Ultimate Spiderman #111
By Brian Michael Bendis, Mark Bagley, and Stuart Immonen
Colors by Justin Ponsor, Letters by VC’s Cory Petit
Published by Marvel Comics, July 2007. $2.99
After two game-changing action-packed arcs - The Clone Saga and Ultimate Knights - Brian Michael Bendis has grabbed our shaken, frail bodies and forced us to sit with him and have a quiet chat. Between fighting various mutated freaks, dealing with the Ultimate love triangle, going to school and working at the Daily Bugle, Peter has had no time to deal with his disapproving Aunt May who once figured so closely to his daily life.
Aunt May’s guilt over Uncle Ben’s death became known in an issue similar to #111, "The Talk", the appropriately titled “Guilt,” issue #45. In “Guilt,” Aunt May talks to her psychiatrist about her inability to cope with a world where vigilantes run around in their pajamas doing whatever they want. She is relieved at the assurance her nephew is not involved in this fast growing trend. Issue #111 brings her growing concerns full circle. May has come to know the ugly truth: Peter Parker IS Spiderman. Yes, it’s time for that talk. I enjoyed reading Peter’s rationalization of the Spidey-sense, and Aunt May knowing the full story of the day the infamous radioactive spider bit Peter. In an odd, subtle moment, he tosses off the once traumatizing incident when Green Goblin threw Mary Jane off
The one disappointment with this issue is a flashback to a battle with Ultimate Spot at the ROXXON labs just before picking up Aunt May at the hospital. The artist Stuart Immonen, to whom regular artist Mark Bagley is passing the Ultimate torch with #111, illustrates this sequence. The reader has the unfortunate position of only seeing their dialogue along the margin. I am disappointed this dull “staged reading” effect was implemented. While I love the witty exchange with May’s comical inability to understand what Peter is saying, and that the trashed lab hurt Peter’s young scientist heart, I would have expected a more ambitious execution of the conversation. Interspersing the intimate kitchen chat with the fight would have proved more engaging, especially if Bagley’s softer style had been integrated with Immonen's contrasting angular take on action sequences. This section felt like there was a last minute decision to include Immonen on the story; as a result, it felt lazy.

**Exercise data**
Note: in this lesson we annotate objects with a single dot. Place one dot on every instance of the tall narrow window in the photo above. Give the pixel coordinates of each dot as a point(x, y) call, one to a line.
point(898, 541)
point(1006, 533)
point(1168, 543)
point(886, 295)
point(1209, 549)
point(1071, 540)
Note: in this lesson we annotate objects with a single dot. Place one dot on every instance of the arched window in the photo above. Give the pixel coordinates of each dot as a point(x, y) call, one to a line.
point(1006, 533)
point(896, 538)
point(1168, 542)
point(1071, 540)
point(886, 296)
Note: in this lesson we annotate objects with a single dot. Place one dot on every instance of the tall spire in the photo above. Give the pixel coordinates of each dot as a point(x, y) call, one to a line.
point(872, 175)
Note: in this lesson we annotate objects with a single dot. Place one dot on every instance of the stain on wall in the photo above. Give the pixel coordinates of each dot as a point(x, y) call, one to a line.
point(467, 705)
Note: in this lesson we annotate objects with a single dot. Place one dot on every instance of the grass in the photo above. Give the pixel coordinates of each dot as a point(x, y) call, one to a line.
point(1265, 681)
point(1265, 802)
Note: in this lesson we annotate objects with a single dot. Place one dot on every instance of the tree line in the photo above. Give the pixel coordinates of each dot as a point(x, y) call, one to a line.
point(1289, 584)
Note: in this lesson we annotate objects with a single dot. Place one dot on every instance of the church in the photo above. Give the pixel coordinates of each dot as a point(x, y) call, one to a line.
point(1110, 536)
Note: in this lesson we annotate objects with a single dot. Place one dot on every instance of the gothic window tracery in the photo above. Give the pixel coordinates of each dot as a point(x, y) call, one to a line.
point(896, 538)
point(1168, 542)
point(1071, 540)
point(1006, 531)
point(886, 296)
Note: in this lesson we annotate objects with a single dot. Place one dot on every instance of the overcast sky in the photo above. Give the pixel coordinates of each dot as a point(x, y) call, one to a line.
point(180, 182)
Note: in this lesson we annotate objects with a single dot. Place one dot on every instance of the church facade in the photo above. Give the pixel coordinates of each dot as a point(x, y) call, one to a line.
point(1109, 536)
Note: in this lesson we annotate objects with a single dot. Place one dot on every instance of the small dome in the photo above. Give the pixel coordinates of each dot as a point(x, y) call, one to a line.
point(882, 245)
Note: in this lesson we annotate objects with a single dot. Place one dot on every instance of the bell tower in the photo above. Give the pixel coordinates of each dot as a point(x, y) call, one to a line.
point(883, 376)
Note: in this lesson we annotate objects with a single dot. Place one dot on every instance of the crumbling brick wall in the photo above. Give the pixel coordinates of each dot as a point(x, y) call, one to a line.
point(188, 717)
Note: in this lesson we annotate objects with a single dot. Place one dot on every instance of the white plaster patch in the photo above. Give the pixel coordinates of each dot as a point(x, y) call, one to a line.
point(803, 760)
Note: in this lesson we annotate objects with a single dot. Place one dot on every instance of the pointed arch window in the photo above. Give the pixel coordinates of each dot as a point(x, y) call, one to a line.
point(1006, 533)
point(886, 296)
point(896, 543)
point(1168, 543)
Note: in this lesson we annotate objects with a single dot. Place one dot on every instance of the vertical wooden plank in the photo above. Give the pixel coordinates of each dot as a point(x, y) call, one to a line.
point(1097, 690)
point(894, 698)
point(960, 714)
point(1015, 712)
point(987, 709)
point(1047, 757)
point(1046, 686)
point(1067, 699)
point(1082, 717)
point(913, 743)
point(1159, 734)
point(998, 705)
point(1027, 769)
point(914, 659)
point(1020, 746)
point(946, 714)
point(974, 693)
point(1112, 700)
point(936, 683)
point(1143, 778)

**Task instructions**
1 > List every person the review credits in its opening lines, before its first paragraph.
2 > Using the review, answer each question briefly.
(a) What is the title of issue #45?
(b) Where does the flashback battle with Ultimate Spot take place?
(c) What was the price of issue #111?
Use only the review of Ultimate Spiderman #111 for these tasks, not the data.

**Numbered responses**
1 >
Brian Michael Bendis
Mark Bagley
Stuart Immonen
Justin Ponsor
Cory Petit

2 >
(a) "Guilt"
(b) At the ROXXON labs
(c) $2.99